Work instructions:
Identify every line in the records below that contains the string "floor" and copy each of those lines. Case counts.

Supplied material:
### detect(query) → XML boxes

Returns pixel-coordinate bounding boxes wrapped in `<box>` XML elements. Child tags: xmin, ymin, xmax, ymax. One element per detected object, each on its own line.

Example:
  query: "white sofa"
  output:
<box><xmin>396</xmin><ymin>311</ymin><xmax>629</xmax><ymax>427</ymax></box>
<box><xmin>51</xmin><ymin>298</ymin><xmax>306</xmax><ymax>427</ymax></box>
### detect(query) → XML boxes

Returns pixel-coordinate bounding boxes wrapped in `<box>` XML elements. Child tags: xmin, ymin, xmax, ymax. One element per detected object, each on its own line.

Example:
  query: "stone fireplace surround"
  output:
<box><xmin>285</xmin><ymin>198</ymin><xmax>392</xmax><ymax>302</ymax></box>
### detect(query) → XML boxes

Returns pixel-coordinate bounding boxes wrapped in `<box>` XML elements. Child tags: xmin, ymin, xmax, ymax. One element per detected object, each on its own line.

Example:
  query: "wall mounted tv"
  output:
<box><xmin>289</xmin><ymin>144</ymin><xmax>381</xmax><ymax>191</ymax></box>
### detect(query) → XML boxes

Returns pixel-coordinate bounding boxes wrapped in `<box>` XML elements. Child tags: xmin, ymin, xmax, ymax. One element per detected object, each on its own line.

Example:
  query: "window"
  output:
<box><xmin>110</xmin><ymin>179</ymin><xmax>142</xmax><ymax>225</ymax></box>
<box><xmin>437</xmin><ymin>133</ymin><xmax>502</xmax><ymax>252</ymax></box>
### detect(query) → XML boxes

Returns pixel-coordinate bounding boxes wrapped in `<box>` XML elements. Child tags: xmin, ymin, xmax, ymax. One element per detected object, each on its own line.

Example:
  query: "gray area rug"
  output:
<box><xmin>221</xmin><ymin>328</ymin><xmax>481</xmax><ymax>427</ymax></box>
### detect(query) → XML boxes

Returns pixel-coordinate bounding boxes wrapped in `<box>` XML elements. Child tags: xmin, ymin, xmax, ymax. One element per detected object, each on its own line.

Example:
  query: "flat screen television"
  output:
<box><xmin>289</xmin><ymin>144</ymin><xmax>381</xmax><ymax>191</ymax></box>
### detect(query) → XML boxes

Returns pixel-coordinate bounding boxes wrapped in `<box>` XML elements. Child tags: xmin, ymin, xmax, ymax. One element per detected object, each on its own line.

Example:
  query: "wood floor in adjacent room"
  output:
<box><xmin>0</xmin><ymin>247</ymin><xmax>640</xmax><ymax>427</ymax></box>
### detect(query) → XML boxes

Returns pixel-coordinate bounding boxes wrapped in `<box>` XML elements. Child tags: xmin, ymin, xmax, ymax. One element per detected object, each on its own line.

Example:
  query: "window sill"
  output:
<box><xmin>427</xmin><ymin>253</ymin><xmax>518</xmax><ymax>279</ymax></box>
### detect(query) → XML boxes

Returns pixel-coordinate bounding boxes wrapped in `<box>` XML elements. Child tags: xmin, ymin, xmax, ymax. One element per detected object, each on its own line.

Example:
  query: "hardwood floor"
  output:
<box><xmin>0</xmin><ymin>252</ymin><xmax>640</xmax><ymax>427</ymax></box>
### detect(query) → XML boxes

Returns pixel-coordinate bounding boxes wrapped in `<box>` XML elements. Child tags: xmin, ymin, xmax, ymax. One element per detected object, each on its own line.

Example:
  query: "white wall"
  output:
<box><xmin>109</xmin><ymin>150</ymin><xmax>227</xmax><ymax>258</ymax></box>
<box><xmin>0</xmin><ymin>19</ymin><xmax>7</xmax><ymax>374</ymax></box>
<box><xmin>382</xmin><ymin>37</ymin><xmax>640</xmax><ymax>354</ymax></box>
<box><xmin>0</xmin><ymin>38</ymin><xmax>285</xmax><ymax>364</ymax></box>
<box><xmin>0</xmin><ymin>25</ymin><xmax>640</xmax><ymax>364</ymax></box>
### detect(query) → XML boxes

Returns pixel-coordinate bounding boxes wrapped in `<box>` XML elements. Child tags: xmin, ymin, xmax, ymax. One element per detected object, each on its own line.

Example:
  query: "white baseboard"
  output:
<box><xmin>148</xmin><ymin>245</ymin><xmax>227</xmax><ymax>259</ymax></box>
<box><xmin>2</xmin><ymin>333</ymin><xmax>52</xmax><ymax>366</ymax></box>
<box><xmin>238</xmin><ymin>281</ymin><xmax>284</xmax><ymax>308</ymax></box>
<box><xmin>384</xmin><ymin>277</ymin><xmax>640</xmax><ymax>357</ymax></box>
==
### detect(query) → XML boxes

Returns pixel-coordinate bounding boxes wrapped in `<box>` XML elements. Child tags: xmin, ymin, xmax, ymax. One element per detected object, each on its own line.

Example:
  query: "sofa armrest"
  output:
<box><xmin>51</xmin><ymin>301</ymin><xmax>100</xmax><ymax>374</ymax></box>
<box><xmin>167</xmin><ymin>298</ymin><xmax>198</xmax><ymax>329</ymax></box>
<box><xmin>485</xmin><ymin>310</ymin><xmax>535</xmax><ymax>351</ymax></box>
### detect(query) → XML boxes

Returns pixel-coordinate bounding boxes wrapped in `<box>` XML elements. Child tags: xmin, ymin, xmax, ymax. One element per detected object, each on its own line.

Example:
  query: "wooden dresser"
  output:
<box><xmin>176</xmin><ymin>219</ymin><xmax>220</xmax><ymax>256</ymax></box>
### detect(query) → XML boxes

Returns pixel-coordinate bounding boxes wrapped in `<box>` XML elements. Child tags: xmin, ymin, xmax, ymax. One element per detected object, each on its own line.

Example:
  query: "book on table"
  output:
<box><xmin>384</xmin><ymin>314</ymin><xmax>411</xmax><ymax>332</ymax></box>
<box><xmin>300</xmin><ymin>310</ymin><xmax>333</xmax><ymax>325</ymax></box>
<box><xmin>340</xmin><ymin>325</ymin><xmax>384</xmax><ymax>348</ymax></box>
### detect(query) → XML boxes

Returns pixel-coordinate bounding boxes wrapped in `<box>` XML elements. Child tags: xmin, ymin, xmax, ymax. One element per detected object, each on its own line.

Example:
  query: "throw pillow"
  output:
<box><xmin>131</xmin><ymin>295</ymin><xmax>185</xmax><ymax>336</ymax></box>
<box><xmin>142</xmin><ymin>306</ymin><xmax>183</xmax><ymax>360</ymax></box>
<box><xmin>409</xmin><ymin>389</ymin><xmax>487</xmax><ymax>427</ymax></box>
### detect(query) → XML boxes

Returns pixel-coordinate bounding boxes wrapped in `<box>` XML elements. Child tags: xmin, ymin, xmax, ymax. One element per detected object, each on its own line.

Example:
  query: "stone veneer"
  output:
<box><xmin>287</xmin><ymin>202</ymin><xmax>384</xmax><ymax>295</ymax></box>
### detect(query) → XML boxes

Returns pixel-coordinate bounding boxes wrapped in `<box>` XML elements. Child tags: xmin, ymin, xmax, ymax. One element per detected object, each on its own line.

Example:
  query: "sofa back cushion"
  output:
...
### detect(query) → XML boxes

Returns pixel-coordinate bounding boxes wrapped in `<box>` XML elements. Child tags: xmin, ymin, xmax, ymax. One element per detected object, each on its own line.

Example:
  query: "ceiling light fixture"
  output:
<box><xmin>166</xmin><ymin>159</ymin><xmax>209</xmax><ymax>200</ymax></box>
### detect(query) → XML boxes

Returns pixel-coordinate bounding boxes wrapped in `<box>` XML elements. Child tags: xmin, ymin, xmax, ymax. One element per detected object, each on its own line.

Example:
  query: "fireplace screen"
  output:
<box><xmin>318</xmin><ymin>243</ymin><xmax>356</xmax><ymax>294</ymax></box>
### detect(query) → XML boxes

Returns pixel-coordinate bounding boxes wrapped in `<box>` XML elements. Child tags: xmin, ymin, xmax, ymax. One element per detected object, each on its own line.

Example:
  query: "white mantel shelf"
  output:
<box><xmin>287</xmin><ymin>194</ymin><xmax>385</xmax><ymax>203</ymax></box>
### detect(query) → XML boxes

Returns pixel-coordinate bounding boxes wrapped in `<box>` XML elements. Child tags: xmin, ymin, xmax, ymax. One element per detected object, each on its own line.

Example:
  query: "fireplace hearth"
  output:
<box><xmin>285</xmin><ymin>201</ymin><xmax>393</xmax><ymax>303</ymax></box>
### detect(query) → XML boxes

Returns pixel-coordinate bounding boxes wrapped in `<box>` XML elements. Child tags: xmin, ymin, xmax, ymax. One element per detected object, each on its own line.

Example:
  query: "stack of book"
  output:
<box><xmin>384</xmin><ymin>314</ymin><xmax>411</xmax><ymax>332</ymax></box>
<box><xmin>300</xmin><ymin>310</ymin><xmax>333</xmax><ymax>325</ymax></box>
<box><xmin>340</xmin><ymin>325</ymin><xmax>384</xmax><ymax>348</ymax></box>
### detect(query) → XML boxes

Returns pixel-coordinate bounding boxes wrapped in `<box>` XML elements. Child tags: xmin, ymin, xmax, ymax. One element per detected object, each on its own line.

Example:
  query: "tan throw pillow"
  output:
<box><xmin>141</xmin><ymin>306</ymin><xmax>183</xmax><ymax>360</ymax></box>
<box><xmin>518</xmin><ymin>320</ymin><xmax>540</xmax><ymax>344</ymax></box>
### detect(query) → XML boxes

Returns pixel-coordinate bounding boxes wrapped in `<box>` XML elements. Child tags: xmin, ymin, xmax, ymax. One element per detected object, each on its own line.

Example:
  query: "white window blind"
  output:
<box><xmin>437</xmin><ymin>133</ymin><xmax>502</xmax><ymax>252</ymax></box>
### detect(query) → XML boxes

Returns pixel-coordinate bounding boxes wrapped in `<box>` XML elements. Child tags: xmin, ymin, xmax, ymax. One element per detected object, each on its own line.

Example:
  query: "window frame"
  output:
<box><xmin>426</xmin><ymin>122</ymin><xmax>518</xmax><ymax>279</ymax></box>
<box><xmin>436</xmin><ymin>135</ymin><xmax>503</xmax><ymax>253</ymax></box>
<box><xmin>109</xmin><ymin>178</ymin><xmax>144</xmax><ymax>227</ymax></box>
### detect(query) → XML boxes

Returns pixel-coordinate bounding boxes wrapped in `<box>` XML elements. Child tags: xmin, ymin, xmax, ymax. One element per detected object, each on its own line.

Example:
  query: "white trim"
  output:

Result for this task:
  query: "wood floor in adjacent room"
  query: "hardwood floor"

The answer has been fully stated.